» **Brief**: List each line of the data in which the string "blue" appears.
--- Source data Enclosed Below ---
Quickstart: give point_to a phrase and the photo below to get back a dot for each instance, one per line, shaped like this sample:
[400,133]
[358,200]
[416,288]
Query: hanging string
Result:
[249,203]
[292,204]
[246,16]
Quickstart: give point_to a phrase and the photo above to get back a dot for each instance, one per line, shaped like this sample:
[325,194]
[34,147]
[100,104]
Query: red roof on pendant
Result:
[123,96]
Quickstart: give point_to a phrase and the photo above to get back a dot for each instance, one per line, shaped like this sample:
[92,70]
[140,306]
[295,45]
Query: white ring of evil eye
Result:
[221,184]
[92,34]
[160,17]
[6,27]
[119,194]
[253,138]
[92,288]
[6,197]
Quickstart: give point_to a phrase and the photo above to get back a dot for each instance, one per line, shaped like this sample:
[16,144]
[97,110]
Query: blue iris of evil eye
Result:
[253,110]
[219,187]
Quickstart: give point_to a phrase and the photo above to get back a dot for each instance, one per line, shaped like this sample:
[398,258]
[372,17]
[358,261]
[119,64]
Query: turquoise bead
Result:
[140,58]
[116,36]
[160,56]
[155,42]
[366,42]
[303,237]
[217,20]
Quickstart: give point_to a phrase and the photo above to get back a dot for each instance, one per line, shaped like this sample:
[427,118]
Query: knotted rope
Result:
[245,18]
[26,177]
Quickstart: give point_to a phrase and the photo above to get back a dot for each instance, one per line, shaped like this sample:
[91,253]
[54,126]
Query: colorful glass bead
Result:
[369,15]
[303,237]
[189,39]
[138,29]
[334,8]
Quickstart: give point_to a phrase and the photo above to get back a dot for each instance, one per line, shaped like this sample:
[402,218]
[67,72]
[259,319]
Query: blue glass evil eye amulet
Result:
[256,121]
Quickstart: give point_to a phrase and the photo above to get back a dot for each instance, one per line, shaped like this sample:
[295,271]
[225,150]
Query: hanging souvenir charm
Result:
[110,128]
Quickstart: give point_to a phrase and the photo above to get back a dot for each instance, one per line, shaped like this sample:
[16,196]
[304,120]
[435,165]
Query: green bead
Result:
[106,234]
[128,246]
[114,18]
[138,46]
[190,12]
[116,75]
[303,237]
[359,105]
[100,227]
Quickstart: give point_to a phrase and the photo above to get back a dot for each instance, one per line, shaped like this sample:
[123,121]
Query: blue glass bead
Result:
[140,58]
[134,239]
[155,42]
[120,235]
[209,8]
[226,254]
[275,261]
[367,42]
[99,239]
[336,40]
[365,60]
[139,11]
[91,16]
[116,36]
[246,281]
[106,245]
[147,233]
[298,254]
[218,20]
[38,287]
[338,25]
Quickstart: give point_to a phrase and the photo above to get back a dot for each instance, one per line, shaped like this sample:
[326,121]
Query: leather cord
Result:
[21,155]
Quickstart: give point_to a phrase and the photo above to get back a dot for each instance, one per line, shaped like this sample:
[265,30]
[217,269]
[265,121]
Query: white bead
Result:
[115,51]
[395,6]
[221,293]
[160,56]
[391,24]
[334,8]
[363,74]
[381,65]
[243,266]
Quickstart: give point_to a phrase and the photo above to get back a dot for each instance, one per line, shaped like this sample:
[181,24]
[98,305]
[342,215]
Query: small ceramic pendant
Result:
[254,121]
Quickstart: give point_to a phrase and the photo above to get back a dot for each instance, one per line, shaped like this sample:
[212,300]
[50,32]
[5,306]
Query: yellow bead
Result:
--- End of Enclosed Source data ---
» **Task solution**:
Query: blue iris of evil eye
Query: blue glass evil eye amulet
Query: blue glass bead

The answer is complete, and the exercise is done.